PROBLEM TO WORK ON.
Reproduce the entries below in full, word for word.
** Opening PROVIDED DATA block **
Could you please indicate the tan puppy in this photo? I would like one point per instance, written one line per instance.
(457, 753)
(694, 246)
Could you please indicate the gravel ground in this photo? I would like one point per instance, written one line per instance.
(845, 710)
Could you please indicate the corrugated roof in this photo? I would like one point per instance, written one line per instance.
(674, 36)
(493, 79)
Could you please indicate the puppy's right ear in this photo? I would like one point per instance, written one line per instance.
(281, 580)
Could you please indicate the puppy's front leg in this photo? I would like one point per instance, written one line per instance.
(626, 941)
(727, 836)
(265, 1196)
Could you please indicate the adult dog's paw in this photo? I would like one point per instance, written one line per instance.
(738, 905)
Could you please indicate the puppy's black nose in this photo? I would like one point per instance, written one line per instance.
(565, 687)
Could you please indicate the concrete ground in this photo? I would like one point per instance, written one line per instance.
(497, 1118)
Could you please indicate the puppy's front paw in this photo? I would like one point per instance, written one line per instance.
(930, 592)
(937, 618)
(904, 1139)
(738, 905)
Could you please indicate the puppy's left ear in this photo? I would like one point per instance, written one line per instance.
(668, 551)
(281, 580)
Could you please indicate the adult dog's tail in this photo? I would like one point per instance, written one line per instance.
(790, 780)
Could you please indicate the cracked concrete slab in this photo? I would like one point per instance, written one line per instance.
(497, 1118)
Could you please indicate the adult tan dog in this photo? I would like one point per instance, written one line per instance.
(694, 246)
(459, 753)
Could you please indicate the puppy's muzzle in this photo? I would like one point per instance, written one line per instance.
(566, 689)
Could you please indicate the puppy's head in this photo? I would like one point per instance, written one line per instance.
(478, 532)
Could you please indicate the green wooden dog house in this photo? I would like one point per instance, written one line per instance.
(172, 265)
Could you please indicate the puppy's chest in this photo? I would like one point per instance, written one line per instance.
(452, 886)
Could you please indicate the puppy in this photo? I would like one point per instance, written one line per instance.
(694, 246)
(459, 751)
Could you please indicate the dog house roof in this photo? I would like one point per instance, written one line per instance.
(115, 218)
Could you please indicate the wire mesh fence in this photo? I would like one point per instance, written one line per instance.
** Closing PROVIDED DATA block **
RESULT.
Could you please indicate the tan puppy in this photo? I would like one point per instance, written one line per instance.
(457, 753)
(694, 246)
Could you please indicate the gravel ground in this photo? I would like one point per instance, written one line per instance.
(845, 710)
Could you please indicate the corrugated roof in this photo? I would like one point per instance, written one line per instance.
(674, 36)
(493, 79)
Could you please indicate the puppy's right ear in this photo? I would like one point per instance, written one line per instance.
(281, 580)
Could you please indicate the puppy's front leg in this photo? I would like one point per instance, written one line per instance.
(626, 941)
(727, 836)
(265, 1196)
Could you please indicate the adult dog's paw in this photo? I would like one point per instance, written one line per instance.
(738, 905)
Could you please indicate the puppy's black nose in this photo? I would like one point per instance, written one line per instance.
(565, 687)
Could you please indicate the concrete ground in this photo? I would like one point per instance, written one line per instance.
(497, 1118)
Could you please indicate the puppy's front paw in this photo? I would like one point per instance, written one line per instance.
(930, 592)
(937, 618)
(904, 1139)
(738, 905)
Could you please indicate the puppy's left ear in this photo? I would like one point per instance, written one line per instance.
(668, 551)
(281, 580)
Could you please indicate the adult dog's tail in this photo? I would like one point per instance, written one line per instance.
(790, 780)
Could you please indicate the cracked concrete slab in this photo? I would like one point per instance, written one line per instance.
(497, 1118)
Could you please indicate the adult tan dog in this photo? I would like one point per instance, written one line per instance.
(694, 246)
(459, 753)
Could you please indicate the puppy's muzzle in this photo? I would like one point per instance, written one line per instance.
(566, 689)
Could you please indicate the puppy's head in this photo? I would like one point per instance, written one line per instance.
(478, 532)
Could you please indicate the green wooden dog house in this photo? I would like one point per instance, written one line per instance.
(172, 265)
Could you please indicate the puppy's chest in this photo? I would like one point per instance, written one line per instance.
(452, 886)
Could you please indicate the puppy in this photo? I would like one point per instance, written one line per instance.
(694, 246)
(459, 751)
Could you please indicate the dog house roof in this photo? I would like one point per instance, written one line per instance.
(115, 218)
Could you please indicate the wire mesh fence in this photo? I would like one point per instance, written one line per instance.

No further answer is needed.